Records provided:
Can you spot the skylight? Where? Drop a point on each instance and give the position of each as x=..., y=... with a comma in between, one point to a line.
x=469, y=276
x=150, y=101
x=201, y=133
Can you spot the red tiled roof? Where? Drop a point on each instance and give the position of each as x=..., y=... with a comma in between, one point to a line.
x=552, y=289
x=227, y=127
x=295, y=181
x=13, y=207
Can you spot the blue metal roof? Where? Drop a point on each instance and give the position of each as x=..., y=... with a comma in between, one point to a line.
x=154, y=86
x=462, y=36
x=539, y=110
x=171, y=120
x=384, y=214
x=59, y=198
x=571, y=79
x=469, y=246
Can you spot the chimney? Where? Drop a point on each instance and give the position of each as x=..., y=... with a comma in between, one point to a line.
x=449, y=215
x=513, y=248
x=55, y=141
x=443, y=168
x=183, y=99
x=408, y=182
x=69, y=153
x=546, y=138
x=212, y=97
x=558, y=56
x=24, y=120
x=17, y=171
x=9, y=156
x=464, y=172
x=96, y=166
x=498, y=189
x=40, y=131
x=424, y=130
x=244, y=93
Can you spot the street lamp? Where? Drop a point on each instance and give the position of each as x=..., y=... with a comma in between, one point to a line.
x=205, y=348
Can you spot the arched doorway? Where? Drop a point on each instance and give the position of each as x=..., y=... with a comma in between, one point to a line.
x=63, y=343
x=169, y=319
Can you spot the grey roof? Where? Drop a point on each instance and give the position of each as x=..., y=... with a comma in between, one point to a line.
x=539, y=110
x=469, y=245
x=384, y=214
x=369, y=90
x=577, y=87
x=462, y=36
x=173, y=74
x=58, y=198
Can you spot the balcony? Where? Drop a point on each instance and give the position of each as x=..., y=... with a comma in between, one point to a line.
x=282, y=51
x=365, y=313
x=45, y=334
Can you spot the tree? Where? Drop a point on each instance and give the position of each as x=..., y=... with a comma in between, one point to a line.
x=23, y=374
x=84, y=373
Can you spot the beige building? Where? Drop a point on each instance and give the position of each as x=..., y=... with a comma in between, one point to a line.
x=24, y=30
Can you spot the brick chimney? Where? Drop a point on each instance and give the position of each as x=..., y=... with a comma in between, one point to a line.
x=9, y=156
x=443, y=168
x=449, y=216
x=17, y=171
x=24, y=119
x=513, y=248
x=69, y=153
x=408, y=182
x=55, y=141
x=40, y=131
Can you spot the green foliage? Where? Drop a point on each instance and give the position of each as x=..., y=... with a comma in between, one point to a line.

Task description:
Once the records have been read, print them all again exactly.

Exercise output:
Can you spot the skylight? Where? Drop a point on each instance and give the position of each as x=..., y=... with a comma in between, one point to a line.
x=469, y=276
x=150, y=101
x=201, y=133
Can you spot the red tiled roof? Where? Drop a point on each instance and give the position of each as x=..., y=... with a comma in between, one point to a line.
x=552, y=289
x=227, y=127
x=295, y=181
x=13, y=207
Can you spot the blue metal roof? Where? Drop a point on each instance and give the position of each as x=..., y=... with a comma in between, one point to a line.
x=154, y=86
x=462, y=36
x=539, y=110
x=171, y=120
x=384, y=214
x=59, y=198
x=571, y=79
x=469, y=246
Can you spot the chimney? Where? Drop a point on each instance and give the position of each as x=..., y=... with a comma in between, one point to a line.
x=449, y=215
x=513, y=248
x=55, y=141
x=443, y=168
x=183, y=99
x=408, y=182
x=69, y=153
x=546, y=138
x=212, y=97
x=558, y=56
x=24, y=120
x=17, y=171
x=9, y=156
x=464, y=172
x=96, y=166
x=498, y=189
x=40, y=131
x=424, y=130
x=244, y=93
Can you spot the street lamp? Where? Drop a point on each instance and give the position of each as x=..., y=... with a comma in between, one point to a line.
x=205, y=348
Can you spot the arched doorway? Where? Drop a point on each instance and give the position of each as x=..., y=... with a comma in between, one point to a line.
x=63, y=343
x=169, y=319
Can you spot the grey roof? Where? Drop a point on each instance and give the position of each as x=..., y=... with a comma in between, one point to a line.
x=539, y=110
x=469, y=245
x=384, y=214
x=369, y=90
x=577, y=87
x=462, y=36
x=173, y=74
x=58, y=198
Can you spot the balcony? Where? Drop a point on each instance and give the position of each as x=..., y=... with a comma in between, one point to a line.
x=282, y=51
x=365, y=313
x=45, y=334
Can you spot the tree? Where? Drop a point on each instance and give the position of each as x=..., y=... with a comma in between, one point to a line.
x=23, y=374
x=84, y=373
Can you spot the beige building? Where? Drop a point on each instance and give the position of each as x=..., y=... with a comma in between, one point to a line.
x=24, y=30
Can you spot the brick chimney? Where? Drop a point on each instance and give the position of each as x=..., y=... with a comma in between, one point to a line.
x=9, y=156
x=443, y=168
x=449, y=216
x=17, y=171
x=24, y=119
x=513, y=248
x=69, y=153
x=408, y=182
x=55, y=141
x=40, y=131
Can you spot the green foliage? Where? Drop a point on each instance and give the position of each as x=..., y=... with a comma in between, one point to a line.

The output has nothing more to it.